What is needed is an exact copy of every entry.

__Collected data entries__:
###

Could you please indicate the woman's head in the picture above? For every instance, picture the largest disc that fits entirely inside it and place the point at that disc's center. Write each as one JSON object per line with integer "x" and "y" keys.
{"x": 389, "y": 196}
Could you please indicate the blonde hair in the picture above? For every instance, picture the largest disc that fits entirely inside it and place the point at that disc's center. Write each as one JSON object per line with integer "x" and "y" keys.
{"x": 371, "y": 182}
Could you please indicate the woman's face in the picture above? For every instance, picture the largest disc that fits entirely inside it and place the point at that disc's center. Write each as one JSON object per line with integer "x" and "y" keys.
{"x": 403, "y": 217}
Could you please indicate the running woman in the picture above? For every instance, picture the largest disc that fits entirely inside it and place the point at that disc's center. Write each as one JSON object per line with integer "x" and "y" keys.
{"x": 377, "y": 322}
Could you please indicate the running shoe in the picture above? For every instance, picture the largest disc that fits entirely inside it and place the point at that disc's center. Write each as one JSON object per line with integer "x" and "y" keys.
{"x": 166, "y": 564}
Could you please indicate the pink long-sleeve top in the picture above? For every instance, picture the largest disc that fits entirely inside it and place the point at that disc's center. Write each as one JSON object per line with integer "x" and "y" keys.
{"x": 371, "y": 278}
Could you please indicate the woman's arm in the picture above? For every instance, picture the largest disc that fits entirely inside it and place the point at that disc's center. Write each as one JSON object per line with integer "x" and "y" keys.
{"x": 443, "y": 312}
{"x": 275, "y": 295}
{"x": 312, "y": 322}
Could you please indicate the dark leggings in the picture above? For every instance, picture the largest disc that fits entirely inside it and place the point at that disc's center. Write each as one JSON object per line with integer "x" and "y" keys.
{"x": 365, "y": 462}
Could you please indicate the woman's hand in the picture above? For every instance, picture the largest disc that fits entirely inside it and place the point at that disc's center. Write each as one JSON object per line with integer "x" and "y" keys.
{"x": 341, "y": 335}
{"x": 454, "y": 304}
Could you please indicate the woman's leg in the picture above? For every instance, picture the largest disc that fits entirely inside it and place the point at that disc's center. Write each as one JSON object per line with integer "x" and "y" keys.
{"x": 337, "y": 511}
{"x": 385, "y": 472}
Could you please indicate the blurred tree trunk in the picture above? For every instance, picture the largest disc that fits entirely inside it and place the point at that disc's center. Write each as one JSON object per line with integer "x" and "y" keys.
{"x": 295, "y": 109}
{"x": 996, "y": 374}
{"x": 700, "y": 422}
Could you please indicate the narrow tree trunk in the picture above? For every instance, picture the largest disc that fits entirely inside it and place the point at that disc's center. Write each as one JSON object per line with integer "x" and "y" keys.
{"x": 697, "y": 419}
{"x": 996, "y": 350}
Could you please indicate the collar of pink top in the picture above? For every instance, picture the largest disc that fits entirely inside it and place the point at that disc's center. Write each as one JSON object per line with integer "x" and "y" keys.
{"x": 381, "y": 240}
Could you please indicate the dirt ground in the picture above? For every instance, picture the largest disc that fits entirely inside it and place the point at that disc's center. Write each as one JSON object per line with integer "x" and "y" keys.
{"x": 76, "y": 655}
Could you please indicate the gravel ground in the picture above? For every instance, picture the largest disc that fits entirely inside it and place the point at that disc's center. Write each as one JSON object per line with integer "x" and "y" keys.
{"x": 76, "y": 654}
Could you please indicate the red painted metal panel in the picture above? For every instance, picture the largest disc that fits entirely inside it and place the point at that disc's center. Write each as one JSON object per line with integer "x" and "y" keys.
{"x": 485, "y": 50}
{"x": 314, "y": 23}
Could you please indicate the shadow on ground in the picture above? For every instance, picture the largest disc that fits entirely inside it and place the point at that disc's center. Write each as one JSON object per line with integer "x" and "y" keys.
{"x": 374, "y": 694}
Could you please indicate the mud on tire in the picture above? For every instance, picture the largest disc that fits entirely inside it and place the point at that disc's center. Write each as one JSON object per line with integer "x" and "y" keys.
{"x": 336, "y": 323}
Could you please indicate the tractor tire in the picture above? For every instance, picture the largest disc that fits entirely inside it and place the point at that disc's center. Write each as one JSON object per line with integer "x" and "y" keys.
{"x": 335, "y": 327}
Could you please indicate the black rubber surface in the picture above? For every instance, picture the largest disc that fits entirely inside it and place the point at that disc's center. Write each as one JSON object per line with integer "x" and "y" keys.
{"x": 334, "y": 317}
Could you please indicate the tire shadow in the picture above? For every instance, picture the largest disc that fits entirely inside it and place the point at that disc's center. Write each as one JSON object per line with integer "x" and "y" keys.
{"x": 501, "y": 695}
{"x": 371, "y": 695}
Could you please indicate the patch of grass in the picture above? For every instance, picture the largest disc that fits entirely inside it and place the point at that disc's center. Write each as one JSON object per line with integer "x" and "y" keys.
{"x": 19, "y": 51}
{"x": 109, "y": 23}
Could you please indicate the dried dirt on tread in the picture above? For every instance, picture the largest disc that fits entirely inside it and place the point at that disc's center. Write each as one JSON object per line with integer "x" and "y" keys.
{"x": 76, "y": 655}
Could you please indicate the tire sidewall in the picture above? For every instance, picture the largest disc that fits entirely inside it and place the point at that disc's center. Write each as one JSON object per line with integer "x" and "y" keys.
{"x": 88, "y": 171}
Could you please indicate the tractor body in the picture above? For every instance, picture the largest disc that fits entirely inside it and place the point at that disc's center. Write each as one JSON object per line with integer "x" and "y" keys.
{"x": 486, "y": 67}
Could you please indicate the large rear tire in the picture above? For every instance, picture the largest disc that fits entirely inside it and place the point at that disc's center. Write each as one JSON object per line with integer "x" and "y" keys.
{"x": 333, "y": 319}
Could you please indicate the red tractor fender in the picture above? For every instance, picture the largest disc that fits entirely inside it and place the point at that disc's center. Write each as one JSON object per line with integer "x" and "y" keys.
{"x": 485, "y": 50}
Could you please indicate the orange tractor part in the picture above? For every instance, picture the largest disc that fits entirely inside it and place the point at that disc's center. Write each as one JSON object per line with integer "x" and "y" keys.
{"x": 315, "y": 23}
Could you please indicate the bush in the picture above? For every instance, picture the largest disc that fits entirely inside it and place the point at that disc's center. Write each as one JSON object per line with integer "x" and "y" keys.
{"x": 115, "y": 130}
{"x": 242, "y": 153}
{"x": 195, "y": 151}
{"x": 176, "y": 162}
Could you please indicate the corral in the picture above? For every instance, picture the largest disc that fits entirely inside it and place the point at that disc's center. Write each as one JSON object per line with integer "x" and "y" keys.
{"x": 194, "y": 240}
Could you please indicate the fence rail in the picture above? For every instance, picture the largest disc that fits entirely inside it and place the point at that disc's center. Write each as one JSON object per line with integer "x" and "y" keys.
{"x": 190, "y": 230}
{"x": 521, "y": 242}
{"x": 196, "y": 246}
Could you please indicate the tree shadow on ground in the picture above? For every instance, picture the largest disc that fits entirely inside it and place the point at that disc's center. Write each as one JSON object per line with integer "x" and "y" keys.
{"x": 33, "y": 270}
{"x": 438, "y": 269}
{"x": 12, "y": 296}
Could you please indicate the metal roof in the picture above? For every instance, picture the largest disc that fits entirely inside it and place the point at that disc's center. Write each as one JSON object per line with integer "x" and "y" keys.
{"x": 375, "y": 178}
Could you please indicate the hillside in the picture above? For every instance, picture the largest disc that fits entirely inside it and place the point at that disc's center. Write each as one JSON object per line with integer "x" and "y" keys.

###

__Solution for this task__:
Could you please indicate the woman's head in the picture above? For every instance, picture the largest disc that fits entirely inside it and place the point at that disc's center. Write each as one JSON object per line with integer "x" and "y" keys.
{"x": 389, "y": 196}
Could you please indicate the blonde hair in the picture above? For every instance, picture the largest disc that fits entirely inside it and place the point at that disc's center. Write each as one JSON object per line with integer "x" and "y" keys.
{"x": 371, "y": 182}
Could you please indicate the woman's face in the picture above? For every instance, picture the largest disc that fits entirely inside it and place the point at that disc's center. Write each as one JSON object per line with integer "x" and "y" keys.
{"x": 403, "y": 217}
Could you please indicate the running woman in the picture above? For every instance, picture the largest disc that fits entirely inside it and place the point at that disc's center. Write each as one JSON object per line with integer "x" and "y" keys.
{"x": 377, "y": 322}
Could you please indicate the running shoe in the picture above? For every instance, picture the largest disc that fits entirely inside it and place the point at that disc's center. Write each as one JSON object per line with integer "x" and "y" keys.
{"x": 166, "y": 564}
Could you please indicate the pink long-sleeve top in the picture above? For every instance, picture the largest disc that fits entirely inside it and place the point at that disc's center. Write each as one JSON object per line with integer "x" and "y" keys.
{"x": 371, "y": 278}
Could you please indicate the woman's arm in the picture above? For every instance, picture the largest disc that fits entirely inside it and place the point at that disc's center. Write each as one JSON object per line with integer "x" and "y" keys.
{"x": 443, "y": 312}
{"x": 275, "y": 295}
{"x": 312, "y": 322}
Could you please indicate the dark leggings in the picture above? For every instance, picture the largest disc that fits entirely inside it and place the point at that disc's center. Write each as one JSON object per line with integer "x" and "y" keys.
{"x": 365, "y": 462}
Could you please indicate the woman's hand in the picture above? For every instance, picture the largest disc that fits entirely inside it and place the point at that disc's center. Write each as one JSON object per line with integer "x" and "y" keys.
{"x": 341, "y": 335}
{"x": 454, "y": 304}
Could you please indicate the woman's leg in the picture above? For every instance, picture the largest disc that fits entirely inside it and place the point at that disc's center. Write each as one JSON object per line with integer "x" and "y" keys.
{"x": 337, "y": 511}
{"x": 385, "y": 472}
Could you please indicate the blurred tree trunk in the picture above? For every instance, picture the largest disc that fits entirely inside it and place the point at that disc's center. Write each as one JSON object per line with integer "x" and "y" keys.
{"x": 295, "y": 109}
{"x": 996, "y": 374}
{"x": 700, "y": 422}
Could you please indicate the narrow tree trunk in the picture above? For every instance, picture the largest disc that fits entirely inside it and place the point at that disc's center. Write each as one JSON object per line with integer "x" and "y" keys.
{"x": 697, "y": 419}
{"x": 996, "y": 350}
Could you please indicate the collar of pink top in the picture above? For every instance, picture the largest disc that fits entirely inside it and place the point at that disc's center. Write each as one JSON object per line with integer "x" and "y" keys.
{"x": 381, "y": 240}
Could you please indicate the dirt ground in the picture above? For every instance, picture the largest disc that fits entirely inside it and place the point at that disc's center. Write each as one JSON object per line with integer "x" and "y" keys.
{"x": 76, "y": 655}
Could you please indicate the gravel ground in the picture above? For every instance, picture the largest disc that fits entirely inside it and place the point at that disc's center. Write each as one JSON object per line with integer "x" and "y" keys.
{"x": 76, "y": 654}
Could you please indicate the red painted metal panel in the picture above? For every instance, picture the largest disc that fits entirely inside it and place the point at that disc's center. Write each as one JSON object per line with integer "x" and "y" keys.
{"x": 485, "y": 50}
{"x": 314, "y": 23}
Could you please indicate the shadow on ground in the picture above? For every instance, picture the largest disc that fits entirely inside it and place the point at that disc's center. Write each as one JSON object per line with integer "x" and "y" keys.
{"x": 374, "y": 694}
Could you please indicate the mud on tire in the picture above? For every instance, picture the largest disc that fits entirely inside it and place the point at that disc's center. Write each as one JSON object per line with integer "x" and "y" keys.
{"x": 336, "y": 323}
Could you please indicate the tractor tire in the picture above? For every instance, picture the largest disc that fits entirely inside it and place the point at that disc's center. Write each as one JSON object per line with integer "x" and "y" keys.
{"x": 335, "y": 327}
Could you please indicate the black rubber surface in the picture above? For every instance, picture the largest disc that fits entirely inside it and place the point at that disc's center. Write each as one JSON object per line with integer "x" and "y" keys.
{"x": 334, "y": 317}
Could you please indicate the tire shadow in the picture above? For every instance, picture the largest disc that fits entirely inside it and place the point at that disc's center. Write each as one JSON object per line with integer "x" and "y" keys.
{"x": 501, "y": 695}
{"x": 371, "y": 695}
Could you please indicate the patch of grass in the picture above? For every instance, picture the largest disc that fits entirely inside it and place the point at that disc's center. Write each as one JSON object per line with integer "x" and "y" keys.
{"x": 19, "y": 51}
{"x": 109, "y": 23}
Could you please indicate the dried dirt on tread in the picture above? For every instance, picture the largest disc that fits entirely inside it and place the point at that disc's center. Write each as one JSON object per line with integer "x" and "y" keys.
{"x": 76, "y": 655}
Could you please indicate the tire sidewall in the picture above? For every instance, picture the largest disc that fits entirely inside it and place the point at that disc's center. Write each as one JSON object per line with integer "x" and "y" keys.
{"x": 88, "y": 171}
Could you please indicate the tractor body in the picture above? For every instance, picture the largest disc that fits entirely inside it and place the point at that disc's center. Write each as one JSON object per line with integer "x" and "y" keys.
{"x": 486, "y": 67}
Could you please indicate the large rear tire in the picture above? For every instance, picture the largest disc that fits entirely inside it and place the point at that disc's center. Write each as one JSON object per line with integer "x" and "y" keys.
{"x": 333, "y": 319}
Could you please indicate the red tractor fender in the picture above? For every instance, picture the largest disc that fits entirely inside it and place the point at that disc's center. Write each as one JSON object per line with integer "x" and "y" keys.
{"x": 485, "y": 50}
Could you please indicate the orange tractor part in the picture above? For every instance, picture the largest disc that fits entirely inside it and place the point at that disc's center. Write each as one JSON object per line with integer "x" and "y" keys.
{"x": 315, "y": 23}
Could you please indicate the bush in the picture above? For every instance, picture the largest disc that fits entirely inside it and place the point at that disc's center. Write each as one JSON object per line with integer "x" and "y" keys.
{"x": 115, "y": 130}
{"x": 242, "y": 153}
{"x": 195, "y": 151}
{"x": 176, "y": 162}
Could you please indicate the corral in the picture above? For every instance, picture the largest disc that fits entirely inside it and place the point at that disc's center. Write each as one JSON object per line with integer "x" and "y" keys.
{"x": 194, "y": 240}
Could you please indicate the fence rail in the picture above? For every instance, picture the largest disc that fits entirely inside it and place the point at that disc's center. Write each as one JSON object per line with integer "x" and "y" keys.
{"x": 190, "y": 230}
{"x": 521, "y": 242}
{"x": 196, "y": 246}
Could you please indicate the tree shadow on ground in the picture above? For every instance, picture the largest disc that fits entirely inside it and place the point at that disc's center. Write each as one JSON object per line with integer "x" and "y" keys.
{"x": 33, "y": 270}
{"x": 438, "y": 269}
{"x": 12, "y": 296}
Could you please indicate the metal roof in the picture above? For every instance, picture the largest disc that fits entirely inside it and place the point at that disc's center. Write each as one JSON object per line with integer "x" and "y" keys.
{"x": 375, "y": 178}
Could you please indicate the hillside in the picture above? For every instance, picture the largest disc that fits entirely inside it and place the point at that disc's center. Write each as one JSON object per line with integer "x" and "y" keys.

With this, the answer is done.